* Exercise objective: Please transcribe the following records in full, exactly as given.
#### Data for review ####
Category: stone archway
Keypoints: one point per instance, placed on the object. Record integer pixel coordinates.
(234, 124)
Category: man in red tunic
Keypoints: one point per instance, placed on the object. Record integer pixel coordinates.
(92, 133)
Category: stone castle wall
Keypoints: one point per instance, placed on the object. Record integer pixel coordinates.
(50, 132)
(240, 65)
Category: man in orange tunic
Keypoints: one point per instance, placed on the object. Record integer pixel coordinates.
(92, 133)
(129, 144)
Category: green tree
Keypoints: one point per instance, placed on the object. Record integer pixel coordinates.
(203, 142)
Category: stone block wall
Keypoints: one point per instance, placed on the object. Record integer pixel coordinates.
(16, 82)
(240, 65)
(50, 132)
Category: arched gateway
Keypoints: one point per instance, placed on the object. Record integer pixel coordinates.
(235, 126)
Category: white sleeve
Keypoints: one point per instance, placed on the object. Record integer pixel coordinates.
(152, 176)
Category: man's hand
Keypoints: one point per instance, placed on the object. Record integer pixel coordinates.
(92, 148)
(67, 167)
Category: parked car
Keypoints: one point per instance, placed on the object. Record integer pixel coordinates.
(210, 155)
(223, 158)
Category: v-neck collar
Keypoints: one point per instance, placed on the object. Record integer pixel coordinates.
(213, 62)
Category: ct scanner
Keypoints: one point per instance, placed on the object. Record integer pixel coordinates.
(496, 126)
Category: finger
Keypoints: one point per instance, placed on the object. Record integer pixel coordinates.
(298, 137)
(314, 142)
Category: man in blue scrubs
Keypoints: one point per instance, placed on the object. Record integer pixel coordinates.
####
* Exercise solution:
Category: stone archway
Keypoints: one point per instance, placed on the object. Record integer pixel coordinates.
(234, 124)
Category: man in red tunic
Keypoints: one point per instance, placed on the object. Record integer pixel coordinates.
(92, 133)
Category: stone castle wall
Keypoints: one point per instance, placed on the object. Record integer pixel coordinates.
(50, 132)
(240, 65)
Category: man in orange tunic
Keypoints: one point per instance, placed on the object. Record integer pixel coordinates.
(92, 133)
(129, 144)
Category: green tree
Keypoints: one point per instance, placed on the object. Record integer pixel coordinates.
(203, 142)
Category: stone block wall
Keypoints: one point per instance, placed on the object. Record integer pixel coordinates.
(16, 82)
(240, 65)
(50, 132)
Category: arched gateway
Keypoints: one point per instance, placed on the object. Record integer pixel coordinates.
(235, 126)
Category: white sleeve
Keypoints: one point per instance, placed on the object. Record integer pixel coordinates.
(152, 176)
Category: man's hand
Keypoints: one point per instance, placed on the object. Record integer pixel coordinates.
(92, 148)
(67, 167)
Category: parked car
Keypoints: one point per instance, placed on the object. Record integer pixel coordinates.
(210, 155)
(223, 158)
Category: v-neck collar
Keypoints: one point per instance, placed on the object. Record integer pixel coordinates.
(213, 62)
Category: ct scanner
Keypoints: one point per instance, placed on the object. Record integer pixel coordinates.
(496, 126)
Category: finger
Keypoints: one point per instance, placed on the object. Record integer pixel coordinates.
(298, 137)
(314, 142)
Category: man in blue scrubs
Keypoints: one point per instance, placed on the object. Record integer pixel coordinates.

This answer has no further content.